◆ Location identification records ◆
====

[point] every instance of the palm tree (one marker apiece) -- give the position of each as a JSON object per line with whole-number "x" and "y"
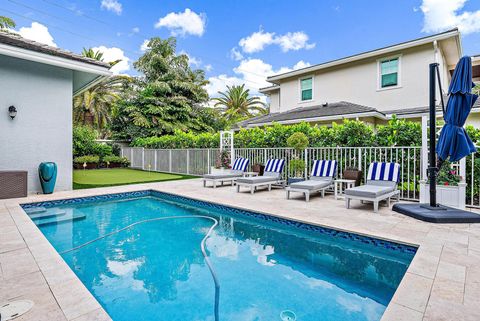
{"x": 6, "y": 23}
{"x": 94, "y": 107}
{"x": 236, "y": 103}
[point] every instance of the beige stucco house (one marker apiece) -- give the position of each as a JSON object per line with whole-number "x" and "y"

====

◆ WHAT THE TASK ASKS ◆
Can you print every one of the records above word for word, with the pictures left out?

◆ SOLUTION ◆
[point] every instance of the palm tree (one marker apiece) -- give the position of each as a JSON object per line with whole-number "x" and "y"
{"x": 6, "y": 23}
{"x": 94, "y": 107}
{"x": 236, "y": 103}
[point] every instance of the beige stucco house (one marker apiece) -- give the position of each as a JSON object per line with whole-number "x" and "y"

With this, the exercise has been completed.